Selected text>
# # # # #
An Adélie penguin breeding colony, Edmonson Point, Antarctica. Adélie penguin nests consist of a shallow scrape, pebbles, and bones. Credit: Carlo Baroni and Maria Cristina Salvatore, University of Pisa
Key points:
- Researchers sequenced and compared the genomes of ancient and modern Adélie penguins to study the evolution of microsatellites.
- Over thousands and even millions of years, microsatellites persist through speciation events and their length remains extremely stable.
- The sequencing of ancient and modern Adélie genomes is an incredible resource for future research that sets the stage for investigation into more complex models of microsatellite evolution.
Microsatellites are useful tools for studying inheritance, genetic diversity, and population dynamics across a wide range of organisms. A new study, published in Genome Biology and Evolution, reveals new insights into the evolution of microsatellites through the analysis of Adélie penguin genomes.
Researchers sequenced the genomes of 23 ancient Adélie penguin specimens dating back over 46,000 years in addition to samples from 26 modern Adélie penguins. With these samples, they can directly compare ancient and modern individuals, which is relatively uncommon in evolutionary studies. The team also compared the dataset with over 27 million microsatellite loci from 63 other animal genomes to examine microsatellite dynamics over more than 500 million years.
Their analysis revealed some unexpected results. One of the most surprising findings was that microsatellite length remained extremely stable over thousands and even millions of years. Researchers determined that microsatellites tend to grow by an average of one nucleotide every 100 million years, suggesting a dynamic equilibrium in the replication slippage process.
# # # # #
Data shown>
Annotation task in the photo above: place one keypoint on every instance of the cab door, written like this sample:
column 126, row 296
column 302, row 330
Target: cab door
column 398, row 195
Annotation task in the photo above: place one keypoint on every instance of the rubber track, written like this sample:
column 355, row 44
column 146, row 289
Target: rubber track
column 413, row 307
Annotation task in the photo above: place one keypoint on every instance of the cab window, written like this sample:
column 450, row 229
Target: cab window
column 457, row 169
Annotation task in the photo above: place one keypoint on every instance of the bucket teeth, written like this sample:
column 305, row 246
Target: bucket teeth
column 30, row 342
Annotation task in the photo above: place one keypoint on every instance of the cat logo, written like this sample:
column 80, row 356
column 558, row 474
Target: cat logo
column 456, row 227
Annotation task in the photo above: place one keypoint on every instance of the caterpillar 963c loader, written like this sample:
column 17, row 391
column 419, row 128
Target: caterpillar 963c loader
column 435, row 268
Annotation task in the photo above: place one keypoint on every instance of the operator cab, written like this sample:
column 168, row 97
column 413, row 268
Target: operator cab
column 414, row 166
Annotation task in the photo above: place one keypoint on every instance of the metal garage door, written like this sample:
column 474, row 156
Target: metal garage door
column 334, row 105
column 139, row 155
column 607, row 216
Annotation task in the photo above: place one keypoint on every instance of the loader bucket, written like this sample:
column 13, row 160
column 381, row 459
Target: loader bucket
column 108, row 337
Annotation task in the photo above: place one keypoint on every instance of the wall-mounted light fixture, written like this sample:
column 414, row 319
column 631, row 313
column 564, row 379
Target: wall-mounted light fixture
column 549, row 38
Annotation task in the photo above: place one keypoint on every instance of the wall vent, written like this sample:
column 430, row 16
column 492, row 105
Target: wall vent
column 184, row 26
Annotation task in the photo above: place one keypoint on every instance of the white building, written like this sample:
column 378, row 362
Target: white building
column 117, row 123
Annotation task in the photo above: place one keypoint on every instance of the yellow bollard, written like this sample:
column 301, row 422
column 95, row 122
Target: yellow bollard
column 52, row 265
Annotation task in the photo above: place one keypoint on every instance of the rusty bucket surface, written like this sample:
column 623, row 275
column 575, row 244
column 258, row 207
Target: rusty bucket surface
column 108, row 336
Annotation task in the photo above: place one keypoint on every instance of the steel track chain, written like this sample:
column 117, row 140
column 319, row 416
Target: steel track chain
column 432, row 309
# # # # #
Write the next part of the article on Adélie penguin microsatellites, picking up after its last sentence. The entries have nothing to do with the article on Adélie penguin microsatellites.

Response to the exercise>
Longer microsatellites tend to get shorter and shorter microsatellites tend to get longer to maintain microsatellite length over time.
Researchers were also surprised to find that microsatellites were long lived. They identified some loci that persisted for over half a billion years and many speciation events.
“Microsatellites might play a functional role in the architecture of the genome or in generating phenotypic diversity,” said the authors. “It seems unlikely that they would persist so long unless they were being protected from degeneration by purifying selection.”
The sequencing of ancient and modern Adélie genomes is an incredible resource for future research. They set the stage for investigation into more complex models of microsatellite evolution that include both point mutations and slippage. Additionally, the data will support the study of the evolution of other types of genetic elements and repetitive DNA sequences.